## TEXT SHOWN:
• • • • •

Mark Zuckerberg’s dream of gadgets that let humans read each other’s thoughts and communicate with brain waves may be moving closer to reality.
A secretive new research division that Facebook created last year is developing “brain-computer interface” technology that sounds a lot like the telepathy of science fiction movies.
Several recent job postings listed by Facebook’s Building 8 group describe a project involving “neuroimaging” and “electrophysiological data” to create a “communications platform of the future.”
An open position for a brain-computer interface engineer seeks a Ph.D. in neuroscience who can help with a related project from “inception to product” over a two-year period. Another listing seeks an engineer who can “develop audio signal processing algorithms” for a “communication and computing platform of the future.”
Facebook declined to elaborate on the job listings, but a 2015 comment from CEO Zuckerberg suggests that the company could indeed be working on some kind of brain-controlled, telepathic communication device.
“One day, I believe we’ll be able to send full rich thoughts to each other directly using technology,” Zuckerberg said during a June 2015 Q&A.
“You’ll just be able to think of something and your friends will immediately be able to experience it too if you’d like.”
Other listings seek engineers who can develop “novel non-invasive neuroimaging technologies” and create “realistic and immersive haptics experiences.”
Neuroimaging is an advanced field of science that uses various techniques to scan and understand what’s happening in the human brain, while haptic technology simulates a sense of touch with computers.
Facebook already appears to be bringing in talent to map the brain. Mark Chevillet, a program manager of applied neuroscience at John Hopkins University joined Facebook in September as a “technical project lead,” according to his LinkedIn profile.
It’s unclear what kind of technology might ultimately allow Facebook to realize this vision.

• • • • •

## PROVIDED RECORDS:
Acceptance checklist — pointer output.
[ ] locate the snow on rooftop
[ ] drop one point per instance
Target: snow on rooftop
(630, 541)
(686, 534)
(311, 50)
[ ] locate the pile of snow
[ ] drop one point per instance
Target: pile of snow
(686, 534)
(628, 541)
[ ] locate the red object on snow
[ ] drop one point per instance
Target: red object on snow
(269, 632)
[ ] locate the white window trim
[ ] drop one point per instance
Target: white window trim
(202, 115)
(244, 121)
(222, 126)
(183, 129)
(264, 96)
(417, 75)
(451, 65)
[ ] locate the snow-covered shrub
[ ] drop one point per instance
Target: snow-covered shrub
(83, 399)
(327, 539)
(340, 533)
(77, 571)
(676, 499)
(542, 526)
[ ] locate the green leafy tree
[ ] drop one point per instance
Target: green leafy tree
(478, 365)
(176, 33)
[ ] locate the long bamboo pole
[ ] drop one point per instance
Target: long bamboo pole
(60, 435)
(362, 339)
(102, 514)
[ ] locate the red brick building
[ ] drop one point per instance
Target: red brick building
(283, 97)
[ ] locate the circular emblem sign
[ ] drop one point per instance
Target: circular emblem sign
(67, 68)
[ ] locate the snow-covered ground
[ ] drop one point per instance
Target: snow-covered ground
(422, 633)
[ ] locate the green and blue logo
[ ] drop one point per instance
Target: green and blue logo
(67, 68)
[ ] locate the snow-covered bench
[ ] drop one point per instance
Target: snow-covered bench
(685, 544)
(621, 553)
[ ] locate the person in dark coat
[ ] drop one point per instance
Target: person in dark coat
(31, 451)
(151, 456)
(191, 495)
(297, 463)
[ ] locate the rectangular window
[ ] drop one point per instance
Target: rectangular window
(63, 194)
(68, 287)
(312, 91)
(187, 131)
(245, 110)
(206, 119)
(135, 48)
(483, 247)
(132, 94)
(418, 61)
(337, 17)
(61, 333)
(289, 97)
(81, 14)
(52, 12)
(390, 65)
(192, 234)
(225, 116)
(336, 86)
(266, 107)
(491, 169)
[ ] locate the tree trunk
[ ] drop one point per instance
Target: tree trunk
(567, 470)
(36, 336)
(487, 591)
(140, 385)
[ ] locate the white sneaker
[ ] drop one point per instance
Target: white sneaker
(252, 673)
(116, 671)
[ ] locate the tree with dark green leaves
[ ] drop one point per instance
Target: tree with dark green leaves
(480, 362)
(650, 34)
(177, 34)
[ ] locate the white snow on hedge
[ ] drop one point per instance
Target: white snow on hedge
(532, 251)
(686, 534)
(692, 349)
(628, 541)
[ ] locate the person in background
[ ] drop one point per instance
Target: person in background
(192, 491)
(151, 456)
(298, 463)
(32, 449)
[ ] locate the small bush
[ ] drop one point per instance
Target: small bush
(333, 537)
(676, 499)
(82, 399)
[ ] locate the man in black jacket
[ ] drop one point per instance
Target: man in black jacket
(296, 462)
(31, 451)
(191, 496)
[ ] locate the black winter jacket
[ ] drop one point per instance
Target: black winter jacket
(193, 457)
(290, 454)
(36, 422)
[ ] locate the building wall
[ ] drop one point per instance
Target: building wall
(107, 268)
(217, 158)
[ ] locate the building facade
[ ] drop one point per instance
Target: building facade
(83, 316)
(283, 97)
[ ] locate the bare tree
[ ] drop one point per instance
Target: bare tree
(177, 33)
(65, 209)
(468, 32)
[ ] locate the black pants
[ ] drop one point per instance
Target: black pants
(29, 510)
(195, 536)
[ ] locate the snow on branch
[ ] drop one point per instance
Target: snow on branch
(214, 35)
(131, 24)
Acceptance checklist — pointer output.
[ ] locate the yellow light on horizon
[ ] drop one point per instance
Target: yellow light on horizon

• • • • •

## STATED PROBLEM 1:
Answer these about the Facebook article:
(a) Which Facebook group listed the recent job postings?
(b) In what month and year did Zuckerberg speak at the Q&A that is quoted?
(c) What role did Mark Chevillet join Facebook as, according to his LinkedIn profile?
## STATED PROBLEM 2:
Could you render the lines of the listing, from the line holding "[ ] locate the person in background" through the end of the listing, inclusive, as a numbered list with blank lines left out?
The Facebook article and the listing have no connection to each other.

## RESPONSE 1:
(a) Building 8
(b) June 2015
(c) Technical project lead

## RESPONSE 2:
1. [ ] locate the person in background
2. [ ] drop one point per instance
3. Target: person in background
4. (192, 491)
5. (151, 456)
6. (298, 463)
7. (32, 449)
8. [ ] locate the small bush
9. [ ] drop one point per instance
10. Target: small bush
11. (333, 537)
12. (676, 499)
13. (82, 399)
14. [ ] locate the man in black jacket
15. [ ] drop one point per instance
16. Target: man in black jacket
17. (296, 462)
18. (31, 451)
19. (191, 496)
20. [ ] locate the black winter jacket
21. [ ] drop one point per instance
22. Target: black winter jacket
23. (193, 457)
24. (290, 454)
25. (36, 422)
26. [ ] locate the building wall
27. [ ] drop one point per instance
28. Target: building wall
29. (107, 268)
30. (217, 158)
31. [ ] locate the building facade
32. [ ] drop one point per instance
33. Target: building facade
34. (83, 316)
35. (283, 97)
36. [ ] locate the bare tree
37. [ ] drop one point per instance
38. Target: bare tree
39. (177, 33)
40. (65, 209)
41. (468, 32)
42. [ ] locate the black pants
43. [ ] drop one point per instance
44. Target: black pants
45. (29, 510)
46. (195, 536)
47. [ ] locate the snow on branch
48. [ ] drop one point per instance
49. Target: snow on branch
50. (214, 35)
51. (131, 24)
52. Acceptance checklist — pointer output.
53. [ ] locate the yellow light on horizon
54. [ ] drop one point per instance
55. Target: yellow light on horizon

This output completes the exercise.